Les actifs immatériels, sources de différenciation et de développement

Dossier : Gérer en période de criseMagazine N°638 Octobre 2008
Par Hervé LEFÈVRE (75)
Par Hervé BACULARD
Par Stéphanie NADJARIAN

« Quand j’é­tais patron de Car­naud, j’ai fait de la val­ori­sa­tion de l’im­matériel sans le savoir. Au-delà du chiffre d’af­faires et des bilans financiers, j’avais fait val­oir que la vraie valeur de l’en­tre­prise tenait à la force de son organ­i­sa­tion et au dynamisme de son porte­feuille clients. Mais j’é­tais inca­pable de le mesur­er. »
_ _ _
■ **Travail demandé**:
1. Répondez à ces questions sur le document :
(a) Dans quel numéro du magazine le document a-t-il paru ?
(b) De quelle entreprise l'auteur de la citation était-il patron ?
(c) Selon la citation, à quoi tenait la vraie valeur de l'entreprise ?
2. Renvoyez à l'identique le passage du document qui s'ouvre sur les mots contenant « Les actifs immatériels, sources » et se clôt sur « Hervé LEFÈVRE (75) ».
_ _ _
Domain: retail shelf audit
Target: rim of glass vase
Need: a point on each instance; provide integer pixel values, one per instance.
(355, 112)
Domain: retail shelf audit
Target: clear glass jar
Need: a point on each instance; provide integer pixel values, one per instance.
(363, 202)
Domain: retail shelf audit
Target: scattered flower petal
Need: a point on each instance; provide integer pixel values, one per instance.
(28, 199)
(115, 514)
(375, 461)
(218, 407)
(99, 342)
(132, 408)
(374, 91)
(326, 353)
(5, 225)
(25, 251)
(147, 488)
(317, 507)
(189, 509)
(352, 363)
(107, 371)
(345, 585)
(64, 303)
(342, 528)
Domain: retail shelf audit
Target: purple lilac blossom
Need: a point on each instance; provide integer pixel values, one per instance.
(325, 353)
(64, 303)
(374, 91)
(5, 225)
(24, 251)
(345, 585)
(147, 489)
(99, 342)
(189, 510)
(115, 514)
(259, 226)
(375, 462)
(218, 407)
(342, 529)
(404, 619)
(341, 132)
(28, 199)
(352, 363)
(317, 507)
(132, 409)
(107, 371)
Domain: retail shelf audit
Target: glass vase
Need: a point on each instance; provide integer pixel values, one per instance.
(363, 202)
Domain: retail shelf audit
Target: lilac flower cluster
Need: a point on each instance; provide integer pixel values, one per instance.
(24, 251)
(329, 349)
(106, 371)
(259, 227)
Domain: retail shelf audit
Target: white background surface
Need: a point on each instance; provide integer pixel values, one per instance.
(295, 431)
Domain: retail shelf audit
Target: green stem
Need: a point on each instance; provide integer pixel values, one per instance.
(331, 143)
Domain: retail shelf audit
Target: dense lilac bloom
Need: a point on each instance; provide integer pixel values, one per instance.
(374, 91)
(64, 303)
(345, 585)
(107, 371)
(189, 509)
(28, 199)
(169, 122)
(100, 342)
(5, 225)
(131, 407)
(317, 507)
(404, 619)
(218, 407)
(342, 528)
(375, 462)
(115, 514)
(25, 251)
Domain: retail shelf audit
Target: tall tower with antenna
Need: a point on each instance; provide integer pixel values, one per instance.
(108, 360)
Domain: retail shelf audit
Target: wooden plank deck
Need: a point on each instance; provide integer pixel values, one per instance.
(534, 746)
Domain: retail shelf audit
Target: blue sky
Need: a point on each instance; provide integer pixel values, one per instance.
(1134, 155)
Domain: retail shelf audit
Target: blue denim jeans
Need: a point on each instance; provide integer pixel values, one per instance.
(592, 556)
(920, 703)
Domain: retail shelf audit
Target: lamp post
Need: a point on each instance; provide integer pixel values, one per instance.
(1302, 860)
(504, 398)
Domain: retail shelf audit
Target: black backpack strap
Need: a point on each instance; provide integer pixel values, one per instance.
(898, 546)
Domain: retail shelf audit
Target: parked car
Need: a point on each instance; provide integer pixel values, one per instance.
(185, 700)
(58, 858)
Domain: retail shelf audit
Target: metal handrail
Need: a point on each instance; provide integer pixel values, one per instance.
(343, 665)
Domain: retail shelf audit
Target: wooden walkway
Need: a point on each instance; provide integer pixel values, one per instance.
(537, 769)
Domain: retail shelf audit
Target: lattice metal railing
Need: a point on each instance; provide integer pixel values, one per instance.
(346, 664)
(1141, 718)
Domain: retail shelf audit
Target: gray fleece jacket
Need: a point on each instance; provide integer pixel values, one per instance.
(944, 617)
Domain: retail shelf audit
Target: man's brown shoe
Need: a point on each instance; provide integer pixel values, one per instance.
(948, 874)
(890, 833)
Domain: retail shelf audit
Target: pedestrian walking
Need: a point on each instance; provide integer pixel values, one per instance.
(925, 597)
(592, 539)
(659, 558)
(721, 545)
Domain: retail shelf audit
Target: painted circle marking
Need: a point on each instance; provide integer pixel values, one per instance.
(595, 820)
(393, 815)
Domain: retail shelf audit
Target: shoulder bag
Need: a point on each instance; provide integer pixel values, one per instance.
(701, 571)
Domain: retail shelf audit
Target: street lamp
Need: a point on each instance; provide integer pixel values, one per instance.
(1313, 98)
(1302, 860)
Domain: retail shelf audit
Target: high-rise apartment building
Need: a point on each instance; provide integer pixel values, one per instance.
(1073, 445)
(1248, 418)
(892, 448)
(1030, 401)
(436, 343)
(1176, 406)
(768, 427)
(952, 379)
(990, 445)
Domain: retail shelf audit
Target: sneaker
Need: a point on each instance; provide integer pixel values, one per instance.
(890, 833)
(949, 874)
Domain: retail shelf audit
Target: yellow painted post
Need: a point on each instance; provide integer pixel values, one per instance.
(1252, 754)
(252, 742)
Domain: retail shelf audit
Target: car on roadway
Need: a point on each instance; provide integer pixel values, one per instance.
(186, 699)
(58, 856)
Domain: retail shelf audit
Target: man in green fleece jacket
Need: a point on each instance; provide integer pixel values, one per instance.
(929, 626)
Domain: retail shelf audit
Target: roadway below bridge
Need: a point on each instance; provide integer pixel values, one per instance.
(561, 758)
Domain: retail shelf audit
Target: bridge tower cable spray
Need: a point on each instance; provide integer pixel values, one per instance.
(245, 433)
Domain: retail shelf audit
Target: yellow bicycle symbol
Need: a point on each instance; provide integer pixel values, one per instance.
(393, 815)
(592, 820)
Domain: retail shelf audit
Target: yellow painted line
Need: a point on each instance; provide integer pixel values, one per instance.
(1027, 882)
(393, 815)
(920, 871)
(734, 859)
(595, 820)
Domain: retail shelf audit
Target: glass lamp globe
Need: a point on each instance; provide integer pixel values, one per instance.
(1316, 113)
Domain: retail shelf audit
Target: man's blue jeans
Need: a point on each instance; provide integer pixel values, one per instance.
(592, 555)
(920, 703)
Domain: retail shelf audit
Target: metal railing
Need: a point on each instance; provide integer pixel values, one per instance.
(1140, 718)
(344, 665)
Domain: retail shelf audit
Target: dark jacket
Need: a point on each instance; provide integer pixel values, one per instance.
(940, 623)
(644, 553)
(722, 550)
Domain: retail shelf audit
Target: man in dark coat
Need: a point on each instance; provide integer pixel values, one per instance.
_ _ _
■ **Réponses par tâche**:
1.
(a) Dans le numéro 638, d'octobre 2008.
(b) De Carnaud.
(c) À la force de son organisation et au dynamisme de son portefeuille clients.

2.
Les actifs immatériels, sources de différenciation et de développement

Dossier : Gérer en période de criseMagazine N°638 Octobre 2008
Par Hervé LEFÈVRE (75)